[[ EXERCISE MATERIALS, beginning ]]

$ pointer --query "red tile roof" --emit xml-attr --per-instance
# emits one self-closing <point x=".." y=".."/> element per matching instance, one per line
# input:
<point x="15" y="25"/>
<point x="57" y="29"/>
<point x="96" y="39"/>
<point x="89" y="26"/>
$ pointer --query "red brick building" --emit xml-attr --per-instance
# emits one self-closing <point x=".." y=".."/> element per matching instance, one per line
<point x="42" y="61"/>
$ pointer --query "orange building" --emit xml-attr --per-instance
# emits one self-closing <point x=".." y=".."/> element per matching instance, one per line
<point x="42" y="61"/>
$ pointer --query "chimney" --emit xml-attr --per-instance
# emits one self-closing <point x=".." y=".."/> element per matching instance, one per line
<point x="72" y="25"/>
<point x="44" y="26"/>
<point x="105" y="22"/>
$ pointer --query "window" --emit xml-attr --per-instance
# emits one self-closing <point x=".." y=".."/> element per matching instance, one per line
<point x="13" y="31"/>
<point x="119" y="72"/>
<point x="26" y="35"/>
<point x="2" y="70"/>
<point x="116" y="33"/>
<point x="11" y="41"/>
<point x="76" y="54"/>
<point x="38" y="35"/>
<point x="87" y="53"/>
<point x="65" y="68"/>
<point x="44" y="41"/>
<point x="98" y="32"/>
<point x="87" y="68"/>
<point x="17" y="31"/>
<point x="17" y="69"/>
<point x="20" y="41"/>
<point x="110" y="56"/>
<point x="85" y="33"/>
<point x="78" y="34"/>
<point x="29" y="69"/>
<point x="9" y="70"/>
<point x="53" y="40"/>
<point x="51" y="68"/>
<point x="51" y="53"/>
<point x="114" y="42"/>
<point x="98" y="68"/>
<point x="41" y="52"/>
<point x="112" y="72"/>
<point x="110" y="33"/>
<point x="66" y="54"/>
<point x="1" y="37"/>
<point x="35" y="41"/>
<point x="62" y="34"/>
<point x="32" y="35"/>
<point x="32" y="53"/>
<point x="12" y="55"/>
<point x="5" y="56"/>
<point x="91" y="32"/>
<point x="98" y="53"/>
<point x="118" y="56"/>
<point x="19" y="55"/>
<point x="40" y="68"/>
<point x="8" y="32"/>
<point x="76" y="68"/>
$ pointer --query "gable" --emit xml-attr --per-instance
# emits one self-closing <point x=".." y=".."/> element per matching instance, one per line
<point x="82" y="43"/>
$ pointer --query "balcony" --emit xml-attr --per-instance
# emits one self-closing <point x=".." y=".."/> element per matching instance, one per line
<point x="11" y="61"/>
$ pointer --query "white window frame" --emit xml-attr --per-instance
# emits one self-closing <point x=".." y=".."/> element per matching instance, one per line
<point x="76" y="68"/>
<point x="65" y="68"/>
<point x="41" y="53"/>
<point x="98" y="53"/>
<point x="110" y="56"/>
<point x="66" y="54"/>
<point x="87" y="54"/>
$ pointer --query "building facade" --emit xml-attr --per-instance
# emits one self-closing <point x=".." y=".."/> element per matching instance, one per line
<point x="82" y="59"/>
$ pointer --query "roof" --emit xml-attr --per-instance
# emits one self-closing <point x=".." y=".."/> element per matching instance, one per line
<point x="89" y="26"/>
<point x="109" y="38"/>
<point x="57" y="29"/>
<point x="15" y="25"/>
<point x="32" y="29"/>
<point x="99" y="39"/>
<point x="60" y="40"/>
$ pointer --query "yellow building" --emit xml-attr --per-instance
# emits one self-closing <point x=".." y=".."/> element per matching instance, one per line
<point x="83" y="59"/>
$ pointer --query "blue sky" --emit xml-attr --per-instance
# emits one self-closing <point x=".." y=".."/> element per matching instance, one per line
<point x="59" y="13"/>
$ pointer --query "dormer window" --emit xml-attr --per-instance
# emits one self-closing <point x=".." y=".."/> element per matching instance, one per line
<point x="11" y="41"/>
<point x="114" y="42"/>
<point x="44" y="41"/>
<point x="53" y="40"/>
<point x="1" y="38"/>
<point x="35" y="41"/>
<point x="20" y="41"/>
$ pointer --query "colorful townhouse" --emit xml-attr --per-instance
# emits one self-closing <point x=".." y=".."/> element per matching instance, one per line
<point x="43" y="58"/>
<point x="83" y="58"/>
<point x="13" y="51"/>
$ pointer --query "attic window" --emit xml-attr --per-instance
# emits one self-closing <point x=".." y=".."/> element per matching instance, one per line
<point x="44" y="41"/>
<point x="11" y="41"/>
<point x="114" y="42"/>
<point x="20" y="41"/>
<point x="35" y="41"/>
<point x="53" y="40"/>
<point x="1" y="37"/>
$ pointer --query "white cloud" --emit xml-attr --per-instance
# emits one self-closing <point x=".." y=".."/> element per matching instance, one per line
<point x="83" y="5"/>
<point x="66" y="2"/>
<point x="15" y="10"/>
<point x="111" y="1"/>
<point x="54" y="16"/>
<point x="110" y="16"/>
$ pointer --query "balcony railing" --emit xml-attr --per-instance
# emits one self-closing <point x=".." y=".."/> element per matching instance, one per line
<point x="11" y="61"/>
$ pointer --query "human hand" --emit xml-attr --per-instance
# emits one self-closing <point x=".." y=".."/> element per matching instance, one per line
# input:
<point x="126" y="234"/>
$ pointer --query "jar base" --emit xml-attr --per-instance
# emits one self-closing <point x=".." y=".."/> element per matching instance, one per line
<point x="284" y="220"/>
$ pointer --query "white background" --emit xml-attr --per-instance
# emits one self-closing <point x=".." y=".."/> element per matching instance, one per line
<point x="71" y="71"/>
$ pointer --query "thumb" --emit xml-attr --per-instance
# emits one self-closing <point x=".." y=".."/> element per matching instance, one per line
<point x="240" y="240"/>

[[ EXERCISE MATERIALS, end ]]

Search the entries for the word "building", then list each line that holds it.

# REPLY:
$ pointer --query "red brick building" --emit xml-attr --per-instance
$ pointer --query "orange building" --emit xml-attr --per-instance
$ pointer --query "building facade" --emit xml-attr --per-instance
$ pointer --query "yellow building" --emit xml-attr --per-instance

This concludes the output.